→ Task set:
• A. In the patch antenna text, why have designers come up with solutions to mitigate the cross-pol degradation rather than eliminate it?
• B. According to the patch antenna text, how many ports feed the patch in the balanced excitation design?
• C. Pick up the patch antenna text where it stops and keep writing it.

→ Text shown:
- - -
The embodiments disclosed herein relate to systems, apparatus and methods for transmitting and receiving electromagnetic radiation, and more specifically to patch antennas for telecom, radar and other radio frequency-based applications.

An antenna or an antenna array is an essential part of many electronic systems that require independent and/or simultaneous transmission and receipt of two orthogonal polarizations. Typically, square planar patch antennas are used in modern telecom or radar systems due to their simplicity, good radio frequency (RF) performance, ease of manufacturing and low cost.

However, when two orthogonal, symmetrically placed ports (unbalanced excitation) are added to such an antenna, or any other antenna capable of sustaining two orthogonal polarizations, the resulting antenna cross-pol attenuation appears degraded to values that are insufficient for most applications (e.g. 20 dB or less). This degradation seems to occur regardless of the approach used to add the two orthogonal ports.

One explanation for this degradation is the presence of higher modes which are impairing the cross-pol attenuation and/or the unbalanced (e.g. different) port impedances, where the unbalance is caused by limited port isolation. It is generally believed that this phenomenon is built-in and cannot be alleviated. As a result, a number of design solutions have been devised to mitigate the degradation. One example design is “balanced” excitation, in which the patch is fed by four symmetrical ports, fed in pairs with opposite (0, −180°) phase.
- - -
→ Information shown:
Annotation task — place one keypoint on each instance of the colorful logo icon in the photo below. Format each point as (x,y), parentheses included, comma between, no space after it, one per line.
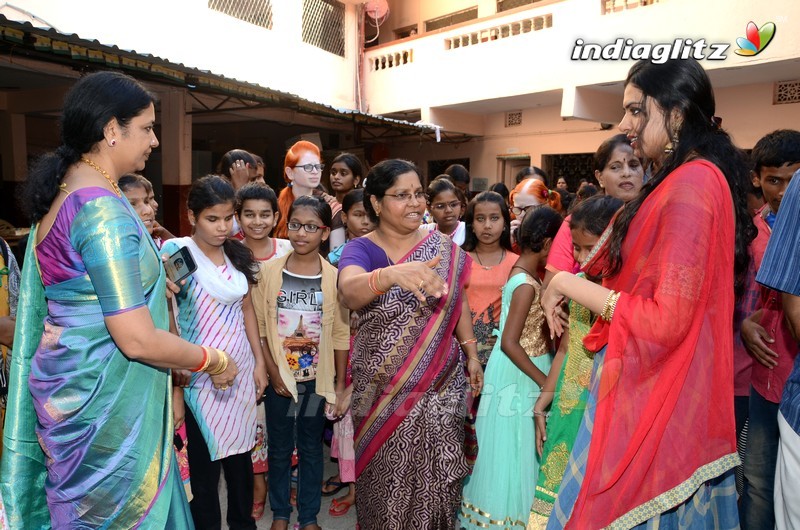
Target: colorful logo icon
(757,39)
- - -
→ Answers to the exercises:
• A. The degradation is generally believed to be built in and impossible to alleviate. Designers have therefore devised ways to mitigate it, such as balanced excitation.

• B. Four symmetrical ports, fed in pairs with opposite (0, −180°) phase.

• C.
However, many designs devised to mitigate the degradation come with severe limitations. For instance, the balanced approach adds significant signal loss due to the complexity of the feed network, degrading the overall antenna efficiency to intolerable levels, is sensitive to typical manufacturing errors and adds a frequency dependent phase run-out which further degrades the cross-pol. The 2×2 subarray approach having two-mirrored element pairs (as described in U.S. Pat. No. 6,147,648) does not allow scanning and forbids the synthesis of an arbitrary radiation characteristic or an adaptive antenna.

Other antenna approaches are based on frequency scanning which automatically means that such an antenna exhibits frequency squint which for frequency allocation reasons and/or frequency hopping reasons may be unacceptable.

Modern telecommunication and/or radar systems require an array antenna incorporating a patch design that meet the following requirements over the full system bandwidth:

All the above requirements are necessary to replicate the performance of the presently available antennas used in the current systems and to maintain system capabilities. If the array antenna in question is to be applied in the latest system designs (high performance weather radar, demanding space applications, etc.) additional requirements should also be met over the full system bandwidth:

Accordingly, there is a need for improved orthogonal polarization antennas, and in particular, for improved square patch antennas capable of offering broadband high cross-pol attenuation (linear V/H and/or left-right CP) for use in telecommunications, space-borne applications and radar systems, that meet the above requirements.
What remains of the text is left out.